Pull out every line from the entries below that contains the word "coal", matching case exactly.

Data to use start

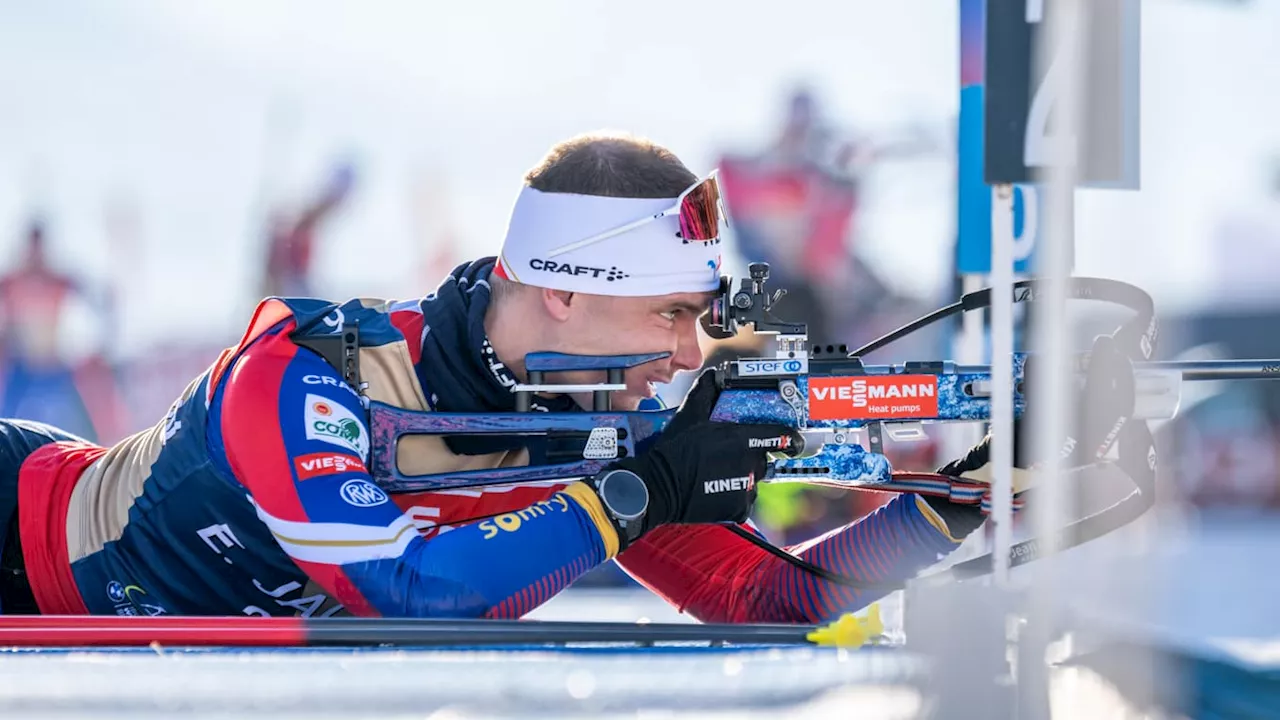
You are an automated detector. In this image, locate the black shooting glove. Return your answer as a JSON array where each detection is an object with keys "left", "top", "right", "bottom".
[
  {"left": 604, "top": 369, "right": 800, "bottom": 532},
  {"left": 925, "top": 336, "right": 1137, "bottom": 537}
]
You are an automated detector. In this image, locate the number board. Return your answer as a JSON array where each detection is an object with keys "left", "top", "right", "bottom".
[{"left": 983, "top": 0, "right": 1140, "bottom": 190}]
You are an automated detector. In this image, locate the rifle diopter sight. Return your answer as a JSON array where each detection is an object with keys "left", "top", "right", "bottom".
[{"left": 703, "top": 263, "right": 809, "bottom": 357}]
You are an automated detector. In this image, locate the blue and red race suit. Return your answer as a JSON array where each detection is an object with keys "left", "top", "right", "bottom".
[{"left": 12, "top": 259, "right": 961, "bottom": 623}]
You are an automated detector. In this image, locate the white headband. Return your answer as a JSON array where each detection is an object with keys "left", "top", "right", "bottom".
[{"left": 494, "top": 186, "right": 721, "bottom": 297}]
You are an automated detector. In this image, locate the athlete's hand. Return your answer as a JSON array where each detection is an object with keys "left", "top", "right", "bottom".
[
  {"left": 938, "top": 336, "right": 1137, "bottom": 486},
  {"left": 613, "top": 370, "right": 799, "bottom": 532}
]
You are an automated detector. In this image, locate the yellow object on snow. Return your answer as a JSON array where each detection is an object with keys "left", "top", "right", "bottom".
[{"left": 805, "top": 602, "right": 884, "bottom": 647}]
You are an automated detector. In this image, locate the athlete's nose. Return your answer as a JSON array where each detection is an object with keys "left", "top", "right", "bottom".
[{"left": 671, "top": 316, "right": 703, "bottom": 374}]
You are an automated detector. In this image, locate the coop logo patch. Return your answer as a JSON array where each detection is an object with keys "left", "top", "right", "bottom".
[
  {"left": 305, "top": 393, "right": 369, "bottom": 460},
  {"left": 293, "top": 452, "right": 369, "bottom": 480},
  {"left": 809, "top": 375, "right": 938, "bottom": 420}
]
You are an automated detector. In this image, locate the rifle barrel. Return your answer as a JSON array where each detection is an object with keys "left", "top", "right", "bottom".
[
  {"left": 1134, "top": 360, "right": 1280, "bottom": 380},
  {"left": 956, "top": 359, "right": 1280, "bottom": 380}
]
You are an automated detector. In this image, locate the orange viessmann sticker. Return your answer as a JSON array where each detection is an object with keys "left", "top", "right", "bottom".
[{"left": 809, "top": 375, "right": 938, "bottom": 420}]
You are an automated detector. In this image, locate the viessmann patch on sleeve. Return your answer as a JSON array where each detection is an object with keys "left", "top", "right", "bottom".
[{"left": 809, "top": 375, "right": 938, "bottom": 420}]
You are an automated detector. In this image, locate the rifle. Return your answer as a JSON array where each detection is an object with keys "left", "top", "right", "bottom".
[{"left": 369, "top": 263, "right": 1280, "bottom": 591}]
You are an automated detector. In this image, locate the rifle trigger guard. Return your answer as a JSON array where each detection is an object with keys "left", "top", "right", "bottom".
[{"left": 778, "top": 380, "right": 808, "bottom": 423}]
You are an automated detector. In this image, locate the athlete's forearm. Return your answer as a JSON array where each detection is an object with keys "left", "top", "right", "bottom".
[
  {"left": 344, "top": 483, "right": 618, "bottom": 618},
  {"left": 746, "top": 495, "right": 964, "bottom": 623},
  {"left": 618, "top": 495, "right": 963, "bottom": 623}
]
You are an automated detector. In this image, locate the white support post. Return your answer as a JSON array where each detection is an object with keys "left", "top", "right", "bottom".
[{"left": 989, "top": 184, "right": 1014, "bottom": 588}]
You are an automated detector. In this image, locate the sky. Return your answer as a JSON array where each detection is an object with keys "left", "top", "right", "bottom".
[{"left": 0, "top": 0, "right": 1280, "bottom": 351}]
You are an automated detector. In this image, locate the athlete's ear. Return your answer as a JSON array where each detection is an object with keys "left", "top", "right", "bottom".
[{"left": 543, "top": 288, "right": 573, "bottom": 322}]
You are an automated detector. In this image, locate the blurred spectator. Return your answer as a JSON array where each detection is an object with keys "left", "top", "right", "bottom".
[
  {"left": 0, "top": 218, "right": 128, "bottom": 442},
  {"left": 707, "top": 87, "right": 952, "bottom": 542},
  {"left": 260, "top": 164, "right": 355, "bottom": 297}
]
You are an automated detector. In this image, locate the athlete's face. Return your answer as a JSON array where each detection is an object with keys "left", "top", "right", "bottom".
[{"left": 552, "top": 286, "right": 713, "bottom": 410}]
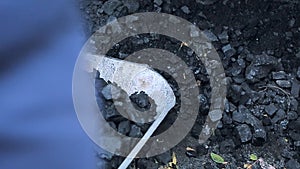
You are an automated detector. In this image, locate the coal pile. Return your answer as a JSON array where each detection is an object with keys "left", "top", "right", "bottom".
[{"left": 80, "top": 0, "right": 300, "bottom": 169}]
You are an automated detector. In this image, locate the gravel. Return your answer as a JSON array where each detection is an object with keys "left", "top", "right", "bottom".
[
  {"left": 236, "top": 124, "right": 252, "bottom": 143},
  {"left": 81, "top": 0, "right": 300, "bottom": 169}
]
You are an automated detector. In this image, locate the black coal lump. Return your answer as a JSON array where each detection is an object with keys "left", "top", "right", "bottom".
[{"left": 129, "top": 91, "right": 151, "bottom": 110}]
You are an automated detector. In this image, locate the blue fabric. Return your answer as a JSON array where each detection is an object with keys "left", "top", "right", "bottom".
[{"left": 0, "top": 0, "right": 96, "bottom": 169}]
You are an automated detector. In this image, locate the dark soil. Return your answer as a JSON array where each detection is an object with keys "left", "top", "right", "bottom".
[{"left": 80, "top": 0, "right": 300, "bottom": 169}]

Data to use end

§ Full answer:
You are an automated detector. In this image, locate the coal pile. Return your answer as a JSON array where each detection is an object with keys "left", "top", "right", "bottom".
You are an automated detector. In this image, locate the black coal lump. Return your answer as a JSON array where each detection is an object with keys "left", "top", "right", "bottom".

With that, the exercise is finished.